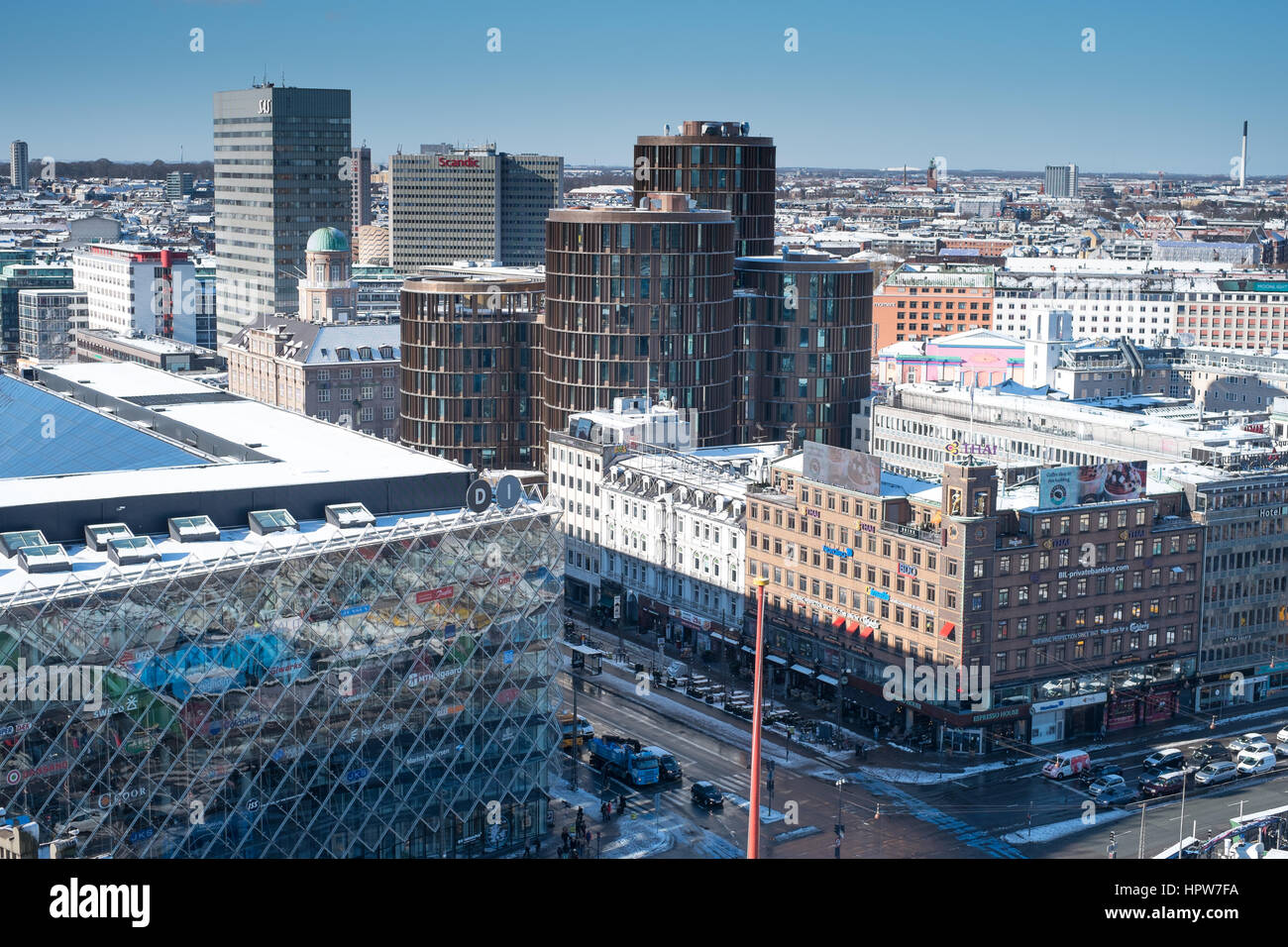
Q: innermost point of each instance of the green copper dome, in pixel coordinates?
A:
(329, 240)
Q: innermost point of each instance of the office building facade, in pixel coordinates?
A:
(20, 170)
(361, 171)
(46, 322)
(471, 204)
(803, 347)
(16, 277)
(326, 676)
(722, 167)
(278, 159)
(471, 368)
(1061, 180)
(1082, 617)
(640, 303)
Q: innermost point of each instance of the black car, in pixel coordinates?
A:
(1091, 775)
(1210, 753)
(706, 795)
(1164, 761)
(1163, 785)
(1116, 795)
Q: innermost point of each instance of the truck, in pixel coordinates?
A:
(668, 766)
(583, 731)
(623, 758)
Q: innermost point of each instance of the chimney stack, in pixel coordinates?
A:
(1243, 155)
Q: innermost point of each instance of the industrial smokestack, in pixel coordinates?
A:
(1243, 155)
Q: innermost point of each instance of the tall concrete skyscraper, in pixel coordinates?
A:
(1061, 180)
(720, 166)
(639, 302)
(361, 188)
(20, 174)
(471, 204)
(282, 161)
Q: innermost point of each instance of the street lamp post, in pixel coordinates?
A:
(754, 826)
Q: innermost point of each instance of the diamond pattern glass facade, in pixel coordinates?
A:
(316, 693)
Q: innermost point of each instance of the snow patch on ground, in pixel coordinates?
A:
(1057, 830)
(767, 814)
(804, 831)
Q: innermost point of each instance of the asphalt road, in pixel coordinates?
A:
(716, 755)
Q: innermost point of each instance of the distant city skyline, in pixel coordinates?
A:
(868, 88)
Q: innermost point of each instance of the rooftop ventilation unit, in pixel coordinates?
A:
(265, 522)
(193, 530)
(44, 558)
(349, 515)
(98, 536)
(132, 551)
(13, 541)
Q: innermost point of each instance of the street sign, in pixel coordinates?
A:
(478, 497)
(509, 491)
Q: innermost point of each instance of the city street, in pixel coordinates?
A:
(930, 806)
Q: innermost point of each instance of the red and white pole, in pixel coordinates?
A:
(754, 818)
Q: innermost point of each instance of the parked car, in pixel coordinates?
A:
(1252, 762)
(1163, 759)
(707, 795)
(1068, 763)
(1096, 774)
(1240, 744)
(1104, 784)
(1163, 785)
(1210, 753)
(1117, 795)
(1215, 772)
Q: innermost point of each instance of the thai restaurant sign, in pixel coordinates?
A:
(842, 468)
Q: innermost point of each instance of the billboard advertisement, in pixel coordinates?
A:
(842, 468)
(1074, 486)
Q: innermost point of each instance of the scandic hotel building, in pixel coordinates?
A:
(1083, 616)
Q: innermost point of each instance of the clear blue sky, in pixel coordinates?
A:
(983, 84)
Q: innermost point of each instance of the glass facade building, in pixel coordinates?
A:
(322, 689)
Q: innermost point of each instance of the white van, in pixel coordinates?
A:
(1252, 762)
(1067, 763)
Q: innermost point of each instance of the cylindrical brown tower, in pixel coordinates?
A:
(803, 350)
(721, 167)
(640, 303)
(469, 380)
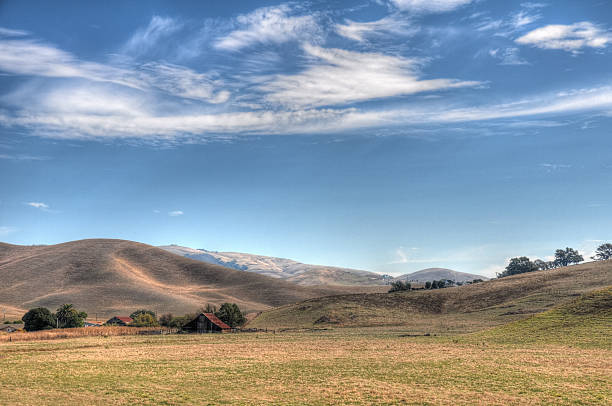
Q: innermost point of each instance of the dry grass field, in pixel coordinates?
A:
(450, 311)
(108, 277)
(343, 366)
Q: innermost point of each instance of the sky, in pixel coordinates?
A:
(388, 135)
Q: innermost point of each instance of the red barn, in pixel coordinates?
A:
(206, 323)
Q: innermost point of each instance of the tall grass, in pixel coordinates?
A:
(80, 332)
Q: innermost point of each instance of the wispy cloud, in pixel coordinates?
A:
(39, 205)
(570, 38)
(508, 56)
(6, 230)
(429, 6)
(337, 76)
(360, 31)
(22, 157)
(146, 38)
(269, 25)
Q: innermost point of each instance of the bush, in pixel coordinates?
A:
(165, 319)
(399, 286)
(143, 311)
(144, 320)
(39, 318)
(230, 314)
(69, 317)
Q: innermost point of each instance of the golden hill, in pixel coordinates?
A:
(451, 310)
(104, 277)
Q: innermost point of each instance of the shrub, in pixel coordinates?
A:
(144, 320)
(39, 318)
(230, 314)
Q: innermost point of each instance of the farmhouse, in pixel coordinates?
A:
(206, 323)
(119, 321)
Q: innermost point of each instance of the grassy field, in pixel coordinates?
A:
(342, 366)
(446, 311)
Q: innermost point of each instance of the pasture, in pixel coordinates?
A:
(339, 366)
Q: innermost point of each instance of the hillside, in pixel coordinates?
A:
(431, 274)
(586, 320)
(460, 309)
(282, 268)
(106, 277)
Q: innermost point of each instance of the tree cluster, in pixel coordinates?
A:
(563, 257)
(41, 318)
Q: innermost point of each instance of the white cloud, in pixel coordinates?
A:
(38, 205)
(6, 230)
(429, 6)
(508, 56)
(7, 32)
(269, 25)
(338, 76)
(29, 57)
(394, 24)
(567, 37)
(146, 38)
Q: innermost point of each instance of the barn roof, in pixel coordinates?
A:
(215, 320)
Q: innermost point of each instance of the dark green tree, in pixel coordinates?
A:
(69, 317)
(165, 319)
(143, 311)
(230, 314)
(39, 318)
(399, 286)
(144, 320)
(603, 252)
(568, 256)
(517, 266)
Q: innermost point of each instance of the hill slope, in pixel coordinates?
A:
(461, 309)
(431, 274)
(115, 276)
(586, 320)
(282, 268)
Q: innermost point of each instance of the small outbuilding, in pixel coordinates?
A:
(119, 321)
(206, 323)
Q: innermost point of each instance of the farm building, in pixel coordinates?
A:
(119, 321)
(206, 323)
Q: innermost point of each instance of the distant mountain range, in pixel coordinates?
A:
(282, 268)
(431, 274)
(311, 275)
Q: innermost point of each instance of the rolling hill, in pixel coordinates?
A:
(282, 268)
(584, 321)
(107, 277)
(452, 310)
(431, 274)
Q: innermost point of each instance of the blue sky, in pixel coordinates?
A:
(382, 135)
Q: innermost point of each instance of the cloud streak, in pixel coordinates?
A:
(570, 38)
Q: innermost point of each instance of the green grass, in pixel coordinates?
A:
(585, 321)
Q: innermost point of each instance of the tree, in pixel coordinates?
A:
(603, 252)
(69, 317)
(399, 286)
(165, 319)
(230, 314)
(143, 311)
(567, 257)
(144, 320)
(517, 266)
(39, 318)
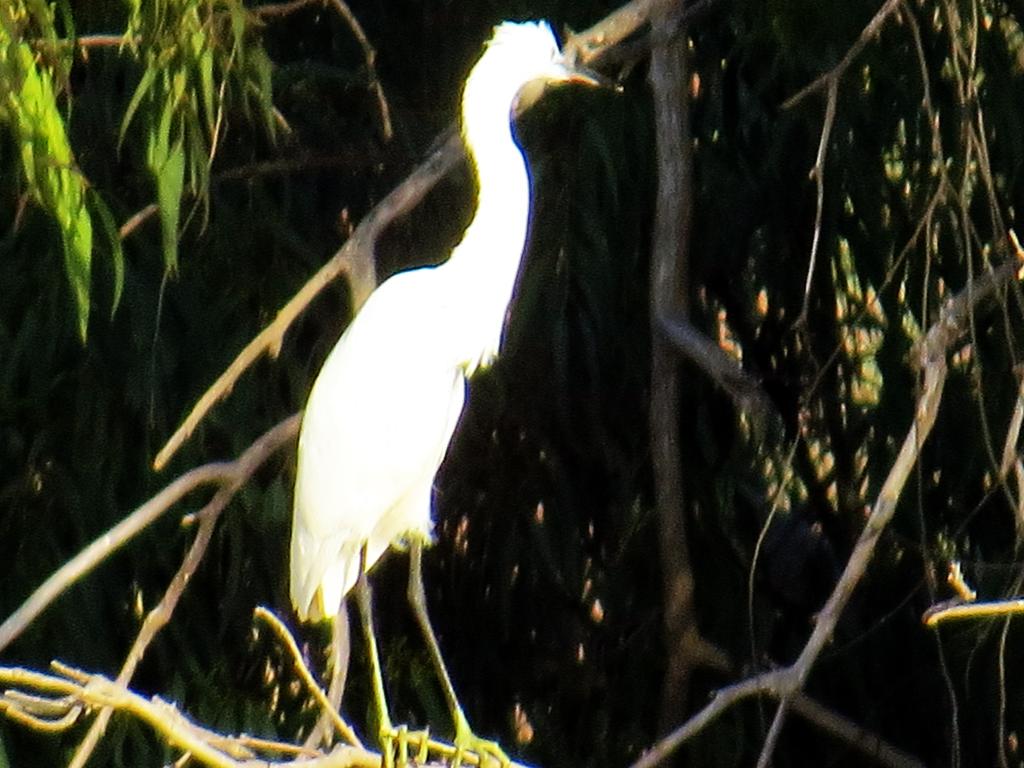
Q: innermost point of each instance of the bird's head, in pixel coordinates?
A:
(517, 61)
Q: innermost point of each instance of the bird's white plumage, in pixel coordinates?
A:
(386, 402)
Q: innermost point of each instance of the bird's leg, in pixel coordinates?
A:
(364, 597)
(340, 647)
(465, 739)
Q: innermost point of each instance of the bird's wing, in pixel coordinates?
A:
(376, 428)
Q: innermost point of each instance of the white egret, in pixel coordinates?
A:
(384, 407)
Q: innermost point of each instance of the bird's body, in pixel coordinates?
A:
(367, 466)
(386, 402)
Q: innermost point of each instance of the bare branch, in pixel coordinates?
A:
(930, 358)
(871, 30)
(725, 371)
(818, 172)
(371, 56)
(300, 666)
(69, 690)
(241, 470)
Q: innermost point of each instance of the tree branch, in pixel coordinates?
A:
(355, 258)
(785, 684)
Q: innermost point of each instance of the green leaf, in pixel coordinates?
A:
(114, 239)
(78, 262)
(140, 90)
(170, 180)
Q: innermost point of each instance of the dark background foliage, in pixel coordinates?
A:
(545, 582)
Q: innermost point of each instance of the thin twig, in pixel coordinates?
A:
(371, 56)
(300, 666)
(96, 691)
(108, 544)
(785, 684)
(871, 30)
(241, 470)
(818, 172)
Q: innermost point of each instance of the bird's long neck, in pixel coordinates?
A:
(492, 249)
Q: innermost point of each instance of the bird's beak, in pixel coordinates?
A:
(583, 76)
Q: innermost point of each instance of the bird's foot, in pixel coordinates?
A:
(395, 743)
(488, 753)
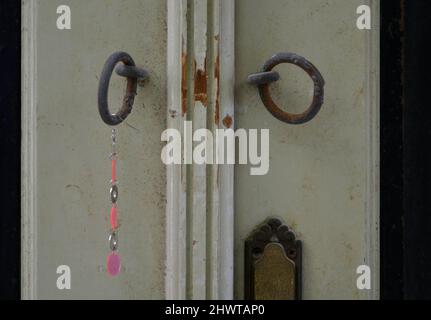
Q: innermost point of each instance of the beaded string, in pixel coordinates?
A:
(113, 261)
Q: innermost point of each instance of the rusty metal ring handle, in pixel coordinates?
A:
(263, 79)
(132, 73)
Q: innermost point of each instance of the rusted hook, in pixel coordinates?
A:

****************************************

## [Assignment]
Given the word "tall", show every line of the records that contains it.

## [Response area]
Q: innermost point of each instance of the tall concrete skyscraper, in pixel coordinates?
Q: innermost point of each instance of the tall grass, in pixel coordinates?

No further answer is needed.